▶ _Work instructions_
List every line in the records below that contains the string "desk", copying each such line in full.

▶ _Records_
-------------------------
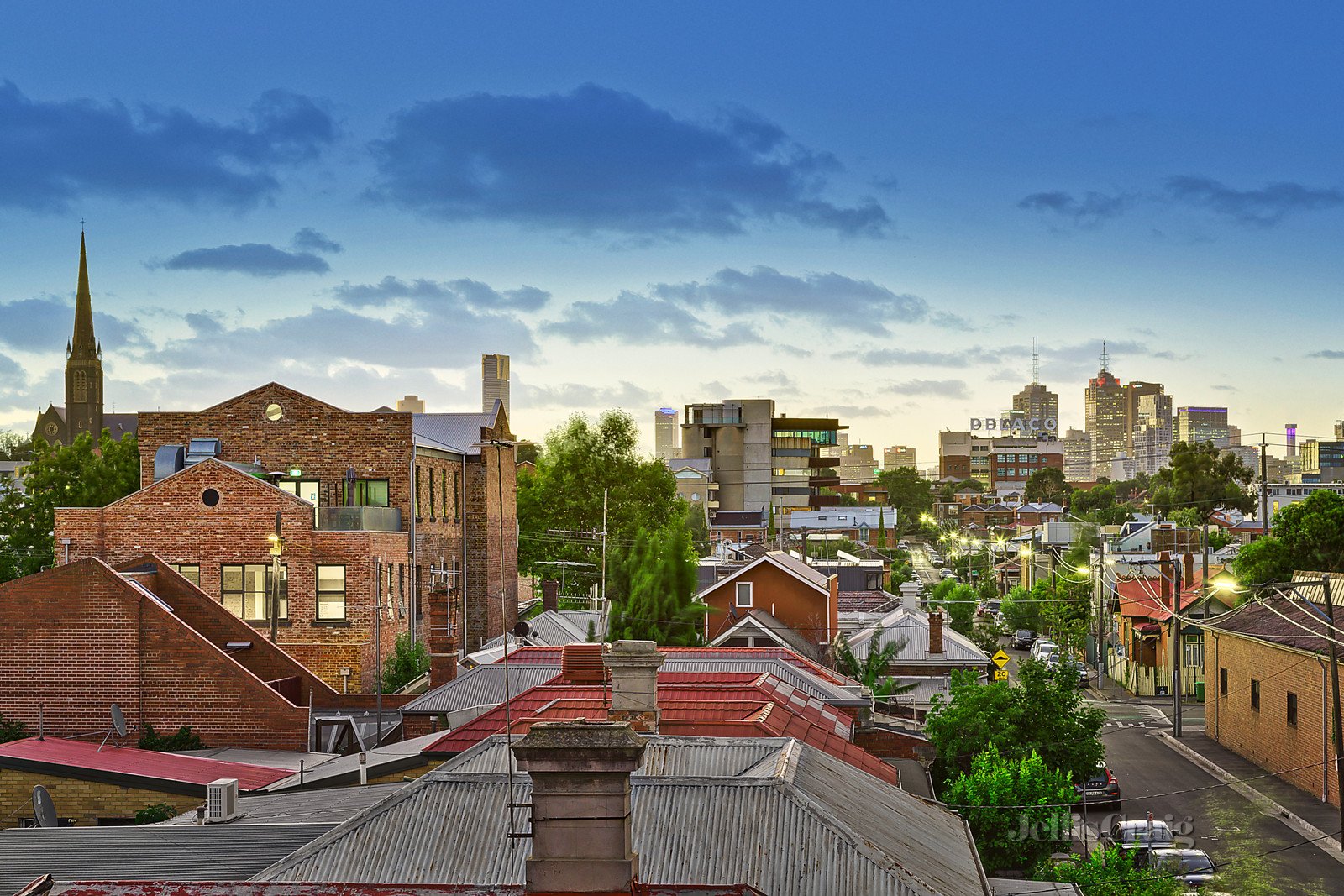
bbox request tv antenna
[97,704,126,752]
[32,784,58,827]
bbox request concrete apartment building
[681,399,844,511]
[126,383,517,650]
[481,354,509,417]
[882,445,918,470]
[654,407,681,461]
[1176,407,1230,448]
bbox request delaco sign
[970,417,1059,432]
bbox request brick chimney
[929,610,943,656]
[425,591,457,688]
[542,579,560,610]
[603,641,667,733]
[513,721,645,893]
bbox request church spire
[70,230,98,358]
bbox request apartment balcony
[318,506,402,532]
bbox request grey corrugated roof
[412,414,495,455]
[402,663,560,715]
[0,824,333,893]
[255,737,990,896]
[159,782,406,827]
[849,605,990,665]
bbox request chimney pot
[929,610,943,654]
[513,721,645,893]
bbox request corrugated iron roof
[255,737,990,896]
[0,822,334,893]
[0,737,291,791]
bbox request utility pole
[1321,574,1344,849]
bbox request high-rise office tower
[1084,343,1129,479]
[1176,407,1227,448]
[481,354,512,418]
[654,407,681,461]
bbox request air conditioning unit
[206,778,242,825]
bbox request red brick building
[132,383,517,652]
[55,458,410,690]
[696,551,840,645]
[0,558,408,750]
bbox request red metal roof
[0,737,293,791]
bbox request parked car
[1147,849,1214,887]
[1074,762,1120,806]
[1102,817,1176,853]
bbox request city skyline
[0,4,1344,458]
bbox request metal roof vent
[206,778,242,825]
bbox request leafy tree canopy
[1023,466,1074,506]
[925,663,1106,782]
[517,411,685,579]
[942,744,1074,871]
[0,430,139,582]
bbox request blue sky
[0,3,1344,462]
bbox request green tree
[876,466,932,532]
[0,430,139,582]
[383,631,428,693]
[1023,466,1074,506]
[925,663,1106,782]
[607,524,706,645]
[1232,490,1344,587]
[0,712,29,744]
[1032,846,1183,896]
[517,411,685,580]
[836,625,916,699]
[942,744,1074,871]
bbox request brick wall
[55,461,412,690]
[0,558,307,750]
[1205,630,1344,806]
[0,768,206,829]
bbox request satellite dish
[112,704,126,737]
[32,784,56,827]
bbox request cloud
[542,291,764,348]
[883,380,970,399]
[291,227,344,253]
[1164,176,1344,227]
[0,296,150,352]
[1017,191,1133,230]
[0,81,336,212]
[332,277,551,312]
[150,244,332,277]
[649,265,929,333]
[368,85,890,238]
[513,380,659,408]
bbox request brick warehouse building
[55,458,408,690]
[0,556,410,750]
[131,383,517,668]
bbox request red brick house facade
[697,551,840,645]
[131,383,517,663]
[0,558,408,750]
[55,458,410,692]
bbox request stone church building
[32,233,136,445]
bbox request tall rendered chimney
[513,721,645,893]
[602,641,667,733]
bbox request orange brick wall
[1205,630,1344,806]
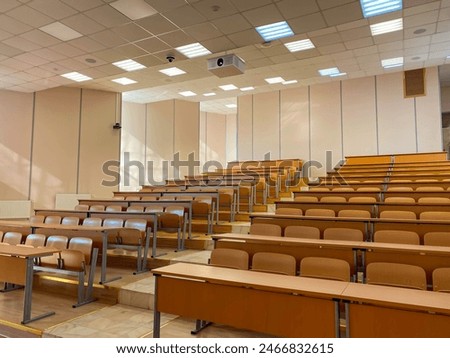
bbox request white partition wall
[237,68,442,176]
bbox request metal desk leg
[21,257,55,324]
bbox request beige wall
[0,87,120,208]
[237,68,442,176]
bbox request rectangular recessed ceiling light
[370,19,403,36]
[265,77,284,85]
[256,21,294,42]
[175,42,211,58]
[360,0,403,18]
[111,77,137,86]
[61,72,92,82]
[159,67,186,77]
[179,91,197,97]
[109,0,157,20]
[319,67,341,76]
[381,57,403,68]
[284,39,315,52]
[219,84,237,91]
[113,60,147,72]
[39,22,83,41]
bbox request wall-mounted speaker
[403,68,425,98]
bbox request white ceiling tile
[288,12,327,34]
[242,5,284,26]
[6,5,54,27]
[28,0,76,20]
[0,14,33,35]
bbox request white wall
[237,68,442,176]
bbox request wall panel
[237,96,253,160]
[310,82,342,177]
[416,68,444,152]
[78,89,121,198]
[342,77,378,156]
[377,72,416,154]
[0,91,33,200]
[253,92,280,160]
[31,87,81,208]
[280,87,310,160]
[120,102,147,191]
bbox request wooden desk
[152,263,348,338]
[341,283,450,338]
[212,233,358,280]
[0,245,60,324]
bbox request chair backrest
[24,234,46,247]
[366,262,427,290]
[320,195,347,203]
[250,223,281,236]
[305,209,336,217]
[373,230,420,245]
[417,196,450,204]
[30,215,45,224]
[68,237,92,264]
[124,219,147,232]
[419,211,450,220]
[348,196,377,203]
[45,235,69,250]
[384,196,416,204]
[2,231,22,245]
[103,218,123,228]
[300,257,350,282]
[127,205,145,213]
[275,208,303,216]
[82,218,102,226]
[323,227,364,241]
[44,215,61,224]
[338,209,371,218]
[209,248,249,270]
[432,267,450,292]
[423,231,450,246]
[294,195,319,203]
[105,205,122,211]
[416,186,444,191]
[61,216,80,226]
[284,225,320,240]
[252,252,297,276]
[380,210,417,220]
[74,204,89,211]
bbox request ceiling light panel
[159,67,186,77]
[111,77,137,86]
[175,42,211,58]
[360,0,403,18]
[284,39,315,52]
[39,22,83,41]
[109,0,157,20]
[370,19,403,36]
[61,72,92,82]
[113,60,146,72]
[256,21,294,42]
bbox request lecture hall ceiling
[0,0,450,113]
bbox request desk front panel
[156,276,336,338]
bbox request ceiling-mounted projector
[208,54,245,77]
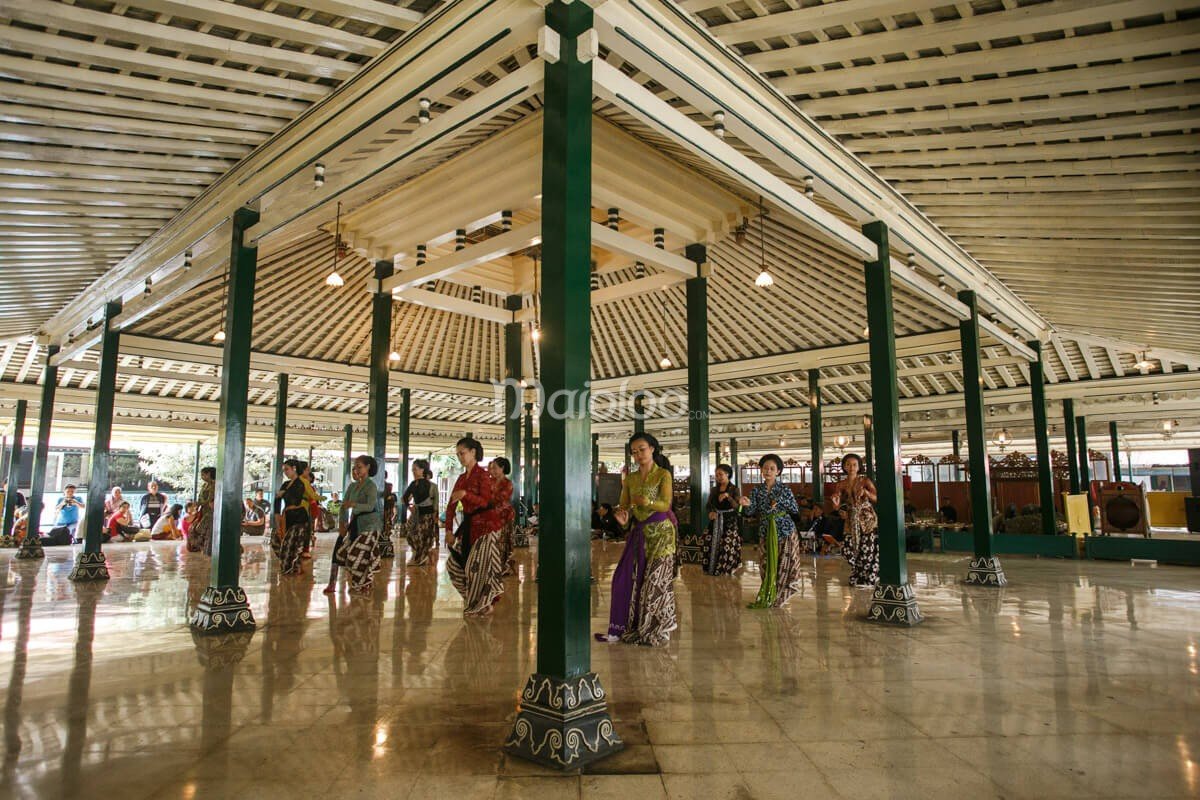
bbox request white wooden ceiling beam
[380,221,541,295]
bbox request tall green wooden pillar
[0,401,27,544]
[1109,420,1121,483]
[394,386,413,527]
[191,206,258,633]
[1030,339,1058,536]
[342,422,354,488]
[809,368,824,507]
[1062,397,1079,494]
[1075,414,1092,497]
[367,260,404,559]
[859,222,924,625]
[271,372,288,486]
[959,289,1008,587]
[684,245,712,551]
[70,300,121,581]
[17,344,59,559]
[521,403,535,513]
[504,0,623,770]
[504,295,524,509]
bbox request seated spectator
[150,503,184,541]
[241,498,266,536]
[107,500,140,542]
[138,481,167,529]
[54,483,83,539]
[104,486,125,519]
[592,503,620,539]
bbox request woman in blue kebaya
[740,453,800,608]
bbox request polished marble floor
[0,539,1200,800]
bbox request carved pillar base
[188,587,254,634]
[504,672,625,770]
[14,534,46,559]
[68,551,108,581]
[379,535,396,559]
[962,555,1008,589]
[866,583,925,627]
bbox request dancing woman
[446,437,504,616]
[704,464,742,575]
[740,453,800,608]
[330,456,383,595]
[487,458,517,575]
[271,458,312,575]
[401,458,438,566]
[832,453,880,587]
[596,433,678,646]
[187,467,217,555]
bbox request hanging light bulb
[325,203,346,289]
[754,194,775,289]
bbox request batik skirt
[596,511,679,646]
[187,509,212,555]
[271,522,312,575]
[841,500,880,587]
[404,511,438,566]
[446,530,504,616]
[750,517,800,608]
[336,530,382,594]
[704,511,742,575]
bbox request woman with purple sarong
[596,433,678,646]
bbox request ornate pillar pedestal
[962,555,1008,589]
[67,551,108,581]
[504,672,625,770]
[188,587,254,636]
[866,583,925,627]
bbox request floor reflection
[0,539,1200,800]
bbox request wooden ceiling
[680,0,1200,353]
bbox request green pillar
[191,206,258,633]
[504,295,524,509]
[0,401,26,544]
[1109,420,1121,483]
[863,415,875,480]
[859,222,923,625]
[1062,397,1079,494]
[684,245,710,563]
[505,0,623,770]
[392,386,413,525]
[17,344,59,559]
[70,300,121,581]
[1075,415,1092,497]
[521,403,534,513]
[959,289,1008,587]
[192,439,200,500]
[1028,339,1057,536]
[809,369,824,506]
[592,433,600,503]
[342,422,354,488]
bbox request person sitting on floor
[241,498,266,536]
[150,503,184,542]
[107,500,140,542]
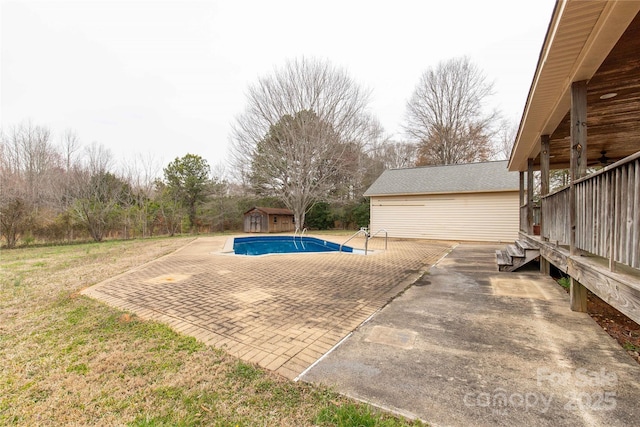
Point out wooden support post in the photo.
[569,80,587,255]
[540,256,551,276]
[527,158,533,236]
[520,171,524,206]
[569,277,587,313]
[540,135,550,241]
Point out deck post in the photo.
[569,277,587,313]
[527,158,533,235]
[540,135,551,276]
[540,135,550,240]
[569,80,587,255]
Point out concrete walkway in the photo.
[83,236,451,379]
[302,244,640,426]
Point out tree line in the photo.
[0,58,513,247]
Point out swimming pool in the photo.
[233,236,353,255]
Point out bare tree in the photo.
[494,119,518,160]
[405,57,498,165]
[232,58,376,231]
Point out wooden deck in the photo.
[520,232,640,324]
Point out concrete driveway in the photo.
[302,244,640,426]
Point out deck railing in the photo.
[542,152,640,268]
[542,187,571,245]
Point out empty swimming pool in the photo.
[233,236,353,255]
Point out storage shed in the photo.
[364,161,520,242]
[244,207,296,233]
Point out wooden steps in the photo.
[496,240,540,271]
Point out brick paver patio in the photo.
[83,236,451,379]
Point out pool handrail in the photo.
[338,227,369,255]
[367,228,389,251]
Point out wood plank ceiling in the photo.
[534,9,640,169]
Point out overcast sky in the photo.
[0,0,554,174]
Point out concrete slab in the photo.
[301,244,640,426]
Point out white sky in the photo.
[0,0,555,174]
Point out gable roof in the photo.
[364,161,520,197]
[245,206,293,215]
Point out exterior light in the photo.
[600,92,618,99]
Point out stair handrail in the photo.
[367,228,389,251]
[338,227,369,255]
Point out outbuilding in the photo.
[364,161,520,242]
[244,207,296,233]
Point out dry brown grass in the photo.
[0,238,422,426]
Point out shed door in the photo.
[249,213,262,233]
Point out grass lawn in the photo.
[0,237,422,426]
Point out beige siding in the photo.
[371,191,519,242]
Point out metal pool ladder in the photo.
[293,227,307,250]
[339,227,389,255]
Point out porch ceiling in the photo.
[509,1,640,171]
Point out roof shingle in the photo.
[364,161,520,197]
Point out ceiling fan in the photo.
[589,150,613,167]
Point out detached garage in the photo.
[364,161,520,242]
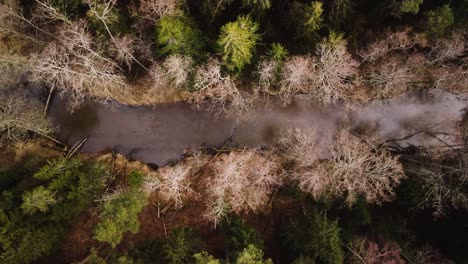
-------------------------
▶ _Written answer_
bbox request metal desk leg
bbox request wooden desk
bbox request desk front panel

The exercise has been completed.